-- Begin TEXT SECTION --
DreamBooth: Fine Tuning Text-to-Image Diffusion Models for Subject-Driven Generation
In this work, we present a new approach for “personalization” of text-to-image diffusion models. Given as input just a few images of a subject, we fine-tune a pretrained text-to-image model such that it learns to bind a unique identifier with that specific subject. Once the subject is embedded in the output domain of the model, the unique identifier can be used to synthesize novel photorealistic images of the subject contextualized in different scenes. By leveraging the semantic prior embedded in the model with a new autogenous class-specific prior preservation loss, our technique enables synthesizing the subject in diverse scenes, poses, views and lighting conditions that do not appear in the reference images.
Introduction
A new approach for personalizing large text-to-image diffusion models enables them to generate specific subjects in various contexts. While current models create diverse images from text, they struggle to replicate exact appearances. This method introduces a rare token identifier for each subject, fine-tunes the model with both images and text, and applies a class-specific prior preservation loss to prevent overfitting. This allows the model to synthesize photorealistic images of the subject while maintaining its key features across different scenes (Figure 2).
-- End TEXT SECTION --
-- Begin GIVEN RECORDS --
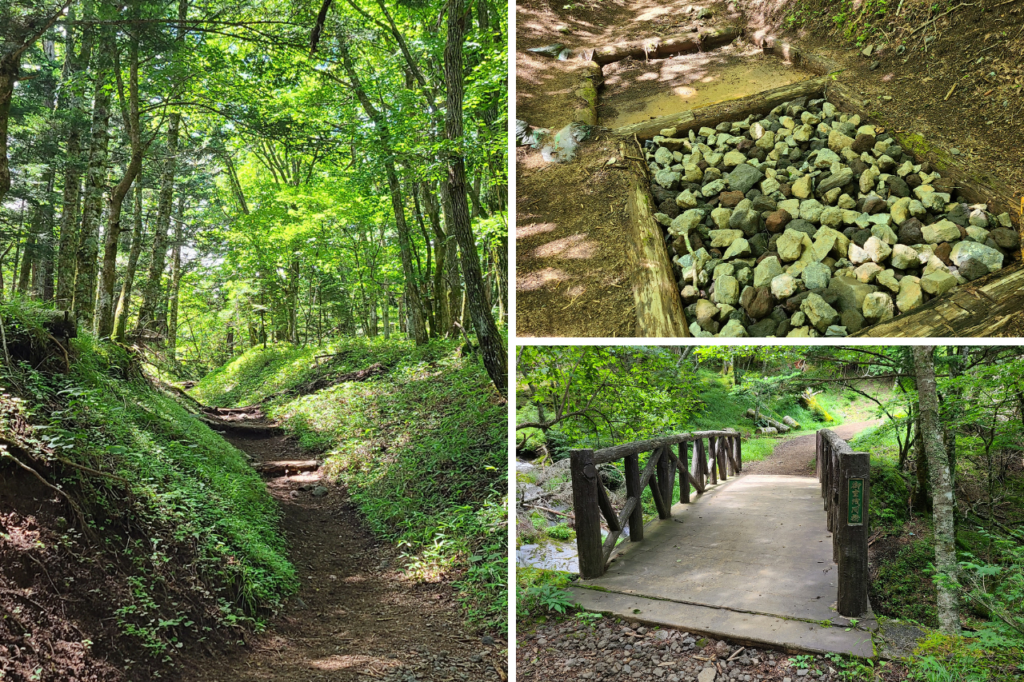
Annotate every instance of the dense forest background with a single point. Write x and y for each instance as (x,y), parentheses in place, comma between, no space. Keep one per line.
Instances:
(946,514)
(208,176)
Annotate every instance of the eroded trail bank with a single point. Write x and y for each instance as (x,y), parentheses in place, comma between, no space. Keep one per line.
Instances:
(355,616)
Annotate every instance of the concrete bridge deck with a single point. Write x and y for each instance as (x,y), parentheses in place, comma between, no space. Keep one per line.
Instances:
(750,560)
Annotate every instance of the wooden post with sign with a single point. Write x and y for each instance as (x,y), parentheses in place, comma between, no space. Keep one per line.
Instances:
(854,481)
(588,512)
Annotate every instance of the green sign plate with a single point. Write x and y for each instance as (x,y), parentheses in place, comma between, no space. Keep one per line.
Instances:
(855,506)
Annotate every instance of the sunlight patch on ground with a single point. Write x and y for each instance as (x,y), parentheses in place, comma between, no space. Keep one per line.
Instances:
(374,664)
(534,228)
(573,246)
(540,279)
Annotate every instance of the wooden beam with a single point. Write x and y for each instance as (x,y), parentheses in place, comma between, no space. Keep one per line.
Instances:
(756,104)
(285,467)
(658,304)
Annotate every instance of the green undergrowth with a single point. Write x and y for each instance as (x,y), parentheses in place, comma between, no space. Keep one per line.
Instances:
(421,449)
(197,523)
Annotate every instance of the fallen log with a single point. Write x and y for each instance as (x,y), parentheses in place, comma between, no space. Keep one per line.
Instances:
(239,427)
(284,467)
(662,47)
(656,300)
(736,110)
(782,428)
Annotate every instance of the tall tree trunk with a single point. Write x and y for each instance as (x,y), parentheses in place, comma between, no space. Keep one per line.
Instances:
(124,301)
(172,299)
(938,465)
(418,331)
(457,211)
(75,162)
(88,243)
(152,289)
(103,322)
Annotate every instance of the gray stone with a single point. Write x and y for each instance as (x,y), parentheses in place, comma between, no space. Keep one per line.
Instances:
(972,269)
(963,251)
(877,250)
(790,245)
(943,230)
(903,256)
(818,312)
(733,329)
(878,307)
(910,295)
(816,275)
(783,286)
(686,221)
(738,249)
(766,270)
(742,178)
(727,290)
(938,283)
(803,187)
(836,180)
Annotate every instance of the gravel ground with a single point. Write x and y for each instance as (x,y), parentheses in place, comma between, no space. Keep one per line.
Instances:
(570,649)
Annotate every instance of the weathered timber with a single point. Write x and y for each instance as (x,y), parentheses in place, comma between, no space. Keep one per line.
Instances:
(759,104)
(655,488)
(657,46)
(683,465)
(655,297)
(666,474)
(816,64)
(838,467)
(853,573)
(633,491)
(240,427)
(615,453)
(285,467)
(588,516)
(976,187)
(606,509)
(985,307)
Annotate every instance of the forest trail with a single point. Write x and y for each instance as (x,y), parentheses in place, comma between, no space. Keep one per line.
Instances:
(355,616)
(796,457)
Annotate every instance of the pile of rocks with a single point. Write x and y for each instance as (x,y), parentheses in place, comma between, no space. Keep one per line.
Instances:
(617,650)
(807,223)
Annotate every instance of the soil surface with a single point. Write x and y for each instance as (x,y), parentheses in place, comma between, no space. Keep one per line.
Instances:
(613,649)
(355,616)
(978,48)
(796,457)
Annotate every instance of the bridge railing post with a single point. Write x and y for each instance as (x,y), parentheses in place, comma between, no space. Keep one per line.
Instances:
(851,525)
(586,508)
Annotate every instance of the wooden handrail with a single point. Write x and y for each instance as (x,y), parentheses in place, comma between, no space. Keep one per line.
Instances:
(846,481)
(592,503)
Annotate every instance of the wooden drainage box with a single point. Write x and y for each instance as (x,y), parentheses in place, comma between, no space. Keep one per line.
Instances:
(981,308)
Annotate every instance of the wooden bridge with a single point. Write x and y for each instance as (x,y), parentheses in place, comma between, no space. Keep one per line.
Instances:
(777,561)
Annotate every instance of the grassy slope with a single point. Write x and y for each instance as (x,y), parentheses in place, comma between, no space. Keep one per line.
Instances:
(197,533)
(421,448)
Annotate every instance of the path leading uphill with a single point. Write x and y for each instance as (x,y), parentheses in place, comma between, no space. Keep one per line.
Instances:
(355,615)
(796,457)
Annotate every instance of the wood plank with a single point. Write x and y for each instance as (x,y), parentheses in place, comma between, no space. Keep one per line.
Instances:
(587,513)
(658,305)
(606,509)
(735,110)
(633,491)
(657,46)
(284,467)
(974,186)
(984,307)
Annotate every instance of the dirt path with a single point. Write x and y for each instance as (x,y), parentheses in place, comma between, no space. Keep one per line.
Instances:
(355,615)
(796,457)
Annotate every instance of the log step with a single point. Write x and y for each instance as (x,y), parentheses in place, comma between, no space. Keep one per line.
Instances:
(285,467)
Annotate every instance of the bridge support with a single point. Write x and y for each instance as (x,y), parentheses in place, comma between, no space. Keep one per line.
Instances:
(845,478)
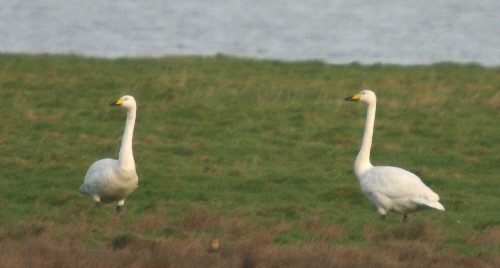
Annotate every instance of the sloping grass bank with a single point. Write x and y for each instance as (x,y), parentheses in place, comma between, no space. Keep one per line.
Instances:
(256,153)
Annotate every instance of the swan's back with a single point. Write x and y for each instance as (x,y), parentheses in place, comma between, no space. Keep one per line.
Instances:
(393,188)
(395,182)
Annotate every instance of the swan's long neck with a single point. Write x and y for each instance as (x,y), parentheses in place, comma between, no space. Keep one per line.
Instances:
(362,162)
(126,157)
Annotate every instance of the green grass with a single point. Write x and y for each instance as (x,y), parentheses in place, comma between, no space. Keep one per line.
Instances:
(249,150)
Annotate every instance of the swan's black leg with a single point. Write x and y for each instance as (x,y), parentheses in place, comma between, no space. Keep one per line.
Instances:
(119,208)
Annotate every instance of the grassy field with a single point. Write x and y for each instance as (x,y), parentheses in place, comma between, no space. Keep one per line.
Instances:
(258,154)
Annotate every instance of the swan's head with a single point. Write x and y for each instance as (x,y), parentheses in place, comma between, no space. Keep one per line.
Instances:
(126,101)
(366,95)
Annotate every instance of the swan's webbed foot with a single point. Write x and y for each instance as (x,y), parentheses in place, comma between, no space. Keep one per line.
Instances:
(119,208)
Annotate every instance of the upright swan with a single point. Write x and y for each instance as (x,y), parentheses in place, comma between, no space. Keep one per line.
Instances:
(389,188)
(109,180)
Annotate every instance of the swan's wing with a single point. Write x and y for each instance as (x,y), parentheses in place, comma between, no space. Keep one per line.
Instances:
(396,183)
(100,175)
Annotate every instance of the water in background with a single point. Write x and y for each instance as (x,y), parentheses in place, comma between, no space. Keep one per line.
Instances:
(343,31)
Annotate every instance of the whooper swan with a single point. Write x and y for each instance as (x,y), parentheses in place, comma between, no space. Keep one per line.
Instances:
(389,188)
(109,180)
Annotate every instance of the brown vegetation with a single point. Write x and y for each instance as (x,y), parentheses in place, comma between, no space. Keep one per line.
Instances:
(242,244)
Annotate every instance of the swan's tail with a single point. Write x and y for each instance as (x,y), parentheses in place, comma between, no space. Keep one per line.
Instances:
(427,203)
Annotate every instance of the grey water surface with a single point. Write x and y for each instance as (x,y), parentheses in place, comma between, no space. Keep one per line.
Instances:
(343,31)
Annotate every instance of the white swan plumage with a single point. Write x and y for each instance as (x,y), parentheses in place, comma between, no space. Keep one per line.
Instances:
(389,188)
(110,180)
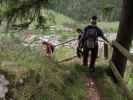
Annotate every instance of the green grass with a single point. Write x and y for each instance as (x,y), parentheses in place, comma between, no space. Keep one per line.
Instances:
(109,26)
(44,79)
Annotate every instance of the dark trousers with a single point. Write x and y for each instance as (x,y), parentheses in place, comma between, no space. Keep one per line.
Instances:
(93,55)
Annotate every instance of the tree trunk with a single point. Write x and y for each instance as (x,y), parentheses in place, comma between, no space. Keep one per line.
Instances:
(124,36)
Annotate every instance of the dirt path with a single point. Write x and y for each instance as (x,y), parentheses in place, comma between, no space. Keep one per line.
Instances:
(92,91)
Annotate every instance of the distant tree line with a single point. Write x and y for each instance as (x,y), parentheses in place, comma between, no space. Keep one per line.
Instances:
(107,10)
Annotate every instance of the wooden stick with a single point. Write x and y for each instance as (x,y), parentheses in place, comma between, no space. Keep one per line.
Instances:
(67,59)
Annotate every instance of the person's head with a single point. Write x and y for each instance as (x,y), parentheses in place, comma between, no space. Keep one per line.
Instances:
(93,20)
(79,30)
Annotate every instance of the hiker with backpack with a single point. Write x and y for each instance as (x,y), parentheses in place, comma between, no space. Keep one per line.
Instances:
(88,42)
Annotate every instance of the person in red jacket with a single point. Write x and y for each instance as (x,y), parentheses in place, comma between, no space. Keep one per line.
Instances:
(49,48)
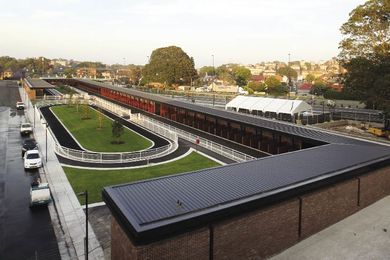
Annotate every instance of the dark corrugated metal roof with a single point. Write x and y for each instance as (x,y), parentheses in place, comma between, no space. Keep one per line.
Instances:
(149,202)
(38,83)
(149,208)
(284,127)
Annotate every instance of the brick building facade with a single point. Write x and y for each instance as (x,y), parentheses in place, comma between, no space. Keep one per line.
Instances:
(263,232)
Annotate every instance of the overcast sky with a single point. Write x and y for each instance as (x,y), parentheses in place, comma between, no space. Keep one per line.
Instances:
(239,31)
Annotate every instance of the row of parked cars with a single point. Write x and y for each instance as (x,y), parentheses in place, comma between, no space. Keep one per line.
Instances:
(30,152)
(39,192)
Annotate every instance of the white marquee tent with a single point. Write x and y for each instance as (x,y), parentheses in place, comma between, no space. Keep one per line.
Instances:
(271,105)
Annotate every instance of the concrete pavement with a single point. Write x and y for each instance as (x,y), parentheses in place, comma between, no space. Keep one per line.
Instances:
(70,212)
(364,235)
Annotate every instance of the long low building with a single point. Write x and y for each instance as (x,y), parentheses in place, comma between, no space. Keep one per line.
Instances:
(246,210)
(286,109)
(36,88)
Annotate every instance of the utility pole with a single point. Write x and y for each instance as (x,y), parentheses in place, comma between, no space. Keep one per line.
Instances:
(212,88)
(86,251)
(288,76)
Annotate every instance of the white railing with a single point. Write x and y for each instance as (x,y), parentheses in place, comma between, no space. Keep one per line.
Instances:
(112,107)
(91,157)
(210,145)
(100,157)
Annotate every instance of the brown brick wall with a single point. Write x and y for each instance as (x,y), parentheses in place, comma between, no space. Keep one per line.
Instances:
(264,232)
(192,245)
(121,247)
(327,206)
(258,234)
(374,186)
-- End GIVEN RECORDS --
> _TASK GOAL_:
Please state what the DreamBooth text says the method introduces for each subject. The items come from a separate source.

> _SOLUTION FOR THIS TASK_:
A rare token identifier.